A person stands in a grocery aisle, browsing a variety of spices, sauces, and snacks on the shelves.

Photo Credit: Imani Khayaam for Tufts University

Ultra-processed foods have long drawn criticism for containing high amounts of sugar, salt, and unhealthy fat. But research has suggested the issue may extend beyond their ingredients alone.

After taking saturated fat, added sugar, and sodium into account, Tufts researchers found that diets higher in ultra-processed foods are still associated with poorer health measures. 

The results suggest the risks may be tied not only to the nutrient profiles of these foods but also to how they are made.

What happened?

The research, published in the American Journal of Public Health, drew on 20 years of data from the National Health and Nutrition Examination Surveys (which are published every other year), spanning from 1999 to 2018. 

The study was conducted by investigators at Tufts University's Food is Medicine Institute.

Using participants' dietary reports, the researchers sorted foods by level of processing and then looked at how those eating patterns aligned with body weight, blood sugar, blood pressure, cholesterol, and mortality risk.

As the share of calories coming from ultra-processed foods rose by 10%, health measures tended to worsen. Higher intake was associated with greater body weight, poorer blood sugar control, elevated blood pressure, and less favorable cholesterol, along with higher rates of diabetes, metabolic syndrome, and cancer, and a modestly higher risk of death during the study period.

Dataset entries
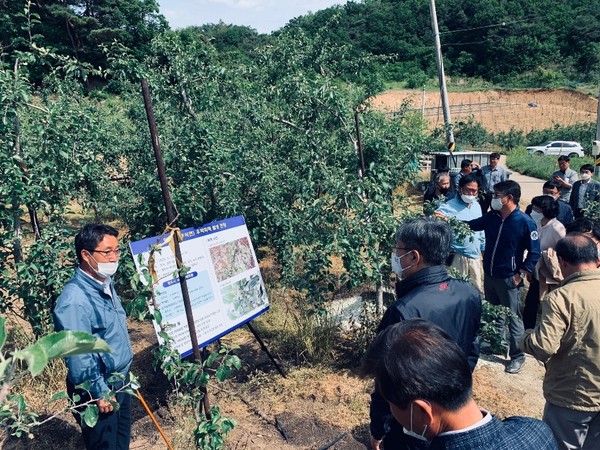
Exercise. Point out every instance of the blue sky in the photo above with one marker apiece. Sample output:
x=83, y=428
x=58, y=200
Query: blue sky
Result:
x=263, y=15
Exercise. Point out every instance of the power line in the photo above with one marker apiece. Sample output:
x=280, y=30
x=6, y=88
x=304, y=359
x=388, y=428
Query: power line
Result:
x=495, y=25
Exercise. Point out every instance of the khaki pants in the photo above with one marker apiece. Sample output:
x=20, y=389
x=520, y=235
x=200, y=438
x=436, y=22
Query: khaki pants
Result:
x=573, y=429
x=469, y=267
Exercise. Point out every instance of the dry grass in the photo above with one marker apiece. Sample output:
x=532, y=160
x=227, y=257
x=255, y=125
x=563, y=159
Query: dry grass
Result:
x=499, y=110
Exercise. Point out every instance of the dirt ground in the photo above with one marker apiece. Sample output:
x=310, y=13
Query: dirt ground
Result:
x=311, y=407
x=498, y=110
x=314, y=408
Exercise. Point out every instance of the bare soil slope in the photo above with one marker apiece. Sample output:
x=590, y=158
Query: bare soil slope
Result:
x=498, y=110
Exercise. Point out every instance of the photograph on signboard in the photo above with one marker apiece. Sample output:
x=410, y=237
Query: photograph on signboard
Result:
x=244, y=296
x=225, y=286
x=232, y=258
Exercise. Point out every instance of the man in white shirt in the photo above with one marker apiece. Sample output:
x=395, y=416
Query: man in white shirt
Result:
x=425, y=378
x=564, y=178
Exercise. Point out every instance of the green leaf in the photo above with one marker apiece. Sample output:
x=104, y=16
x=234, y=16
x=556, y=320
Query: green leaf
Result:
x=222, y=373
x=3, y=366
x=211, y=359
x=69, y=343
x=2, y=332
x=234, y=361
x=35, y=356
x=90, y=416
x=59, y=396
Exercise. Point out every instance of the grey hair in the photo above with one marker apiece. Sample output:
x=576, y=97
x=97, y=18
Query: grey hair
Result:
x=440, y=175
x=431, y=237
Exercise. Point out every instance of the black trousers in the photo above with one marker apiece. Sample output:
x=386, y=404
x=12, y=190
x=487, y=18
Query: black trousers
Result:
x=532, y=303
x=113, y=430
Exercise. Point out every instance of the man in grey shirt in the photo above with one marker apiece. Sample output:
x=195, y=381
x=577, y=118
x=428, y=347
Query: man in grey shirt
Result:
x=564, y=178
x=584, y=191
x=492, y=174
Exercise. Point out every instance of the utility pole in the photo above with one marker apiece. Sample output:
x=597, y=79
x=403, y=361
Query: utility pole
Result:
x=598, y=116
x=441, y=77
x=596, y=143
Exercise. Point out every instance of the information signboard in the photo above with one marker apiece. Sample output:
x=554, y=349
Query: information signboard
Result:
x=224, y=281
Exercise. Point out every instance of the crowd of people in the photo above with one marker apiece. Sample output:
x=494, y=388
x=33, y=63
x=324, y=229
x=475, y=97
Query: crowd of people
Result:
x=428, y=344
x=428, y=341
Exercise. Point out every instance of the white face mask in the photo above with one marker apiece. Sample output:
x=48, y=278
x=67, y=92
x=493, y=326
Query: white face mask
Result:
x=410, y=432
x=105, y=270
x=468, y=199
x=537, y=216
x=496, y=204
x=397, y=265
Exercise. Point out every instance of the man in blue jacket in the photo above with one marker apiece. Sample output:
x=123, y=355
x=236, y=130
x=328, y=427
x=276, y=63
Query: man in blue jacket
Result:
x=509, y=235
x=425, y=290
x=90, y=303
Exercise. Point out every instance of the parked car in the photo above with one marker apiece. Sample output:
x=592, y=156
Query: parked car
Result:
x=558, y=148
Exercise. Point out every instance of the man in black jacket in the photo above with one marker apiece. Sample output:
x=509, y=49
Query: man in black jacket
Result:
x=426, y=291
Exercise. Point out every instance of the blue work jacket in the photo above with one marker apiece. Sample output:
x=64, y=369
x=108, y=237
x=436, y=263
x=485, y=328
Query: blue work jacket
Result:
x=85, y=305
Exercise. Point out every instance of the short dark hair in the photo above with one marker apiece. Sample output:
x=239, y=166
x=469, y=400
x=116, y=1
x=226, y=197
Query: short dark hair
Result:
x=431, y=237
x=584, y=225
x=547, y=204
x=90, y=236
x=550, y=185
x=577, y=249
x=509, y=187
x=440, y=175
x=415, y=359
x=469, y=178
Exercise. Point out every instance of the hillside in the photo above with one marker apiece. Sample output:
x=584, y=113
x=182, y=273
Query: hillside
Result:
x=499, y=110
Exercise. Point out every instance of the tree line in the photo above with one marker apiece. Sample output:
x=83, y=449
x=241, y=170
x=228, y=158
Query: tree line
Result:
x=534, y=42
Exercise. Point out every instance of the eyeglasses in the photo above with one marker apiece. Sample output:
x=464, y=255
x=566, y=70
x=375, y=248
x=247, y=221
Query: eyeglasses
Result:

Questions to answer>
A. Duplicate the part of the article on ultra-processed foods that begins at the words "The results suggest" and stops after "1999 to 2018.".
B. According to the article on ultra-processed foods, in which journal was the research published?

Answers to the tasks>
A.
The results suggest the risks may be tied not only to the nutrient profiles of these foods but also to how they are made.

What happened?

The research, published in the American Journal of Public Health, drew on 20 years of data from the National Health and Nutrition Examination Surveys (which are published every other year), spanning from 1999 to 2018.

B. The American Journal of Public Health.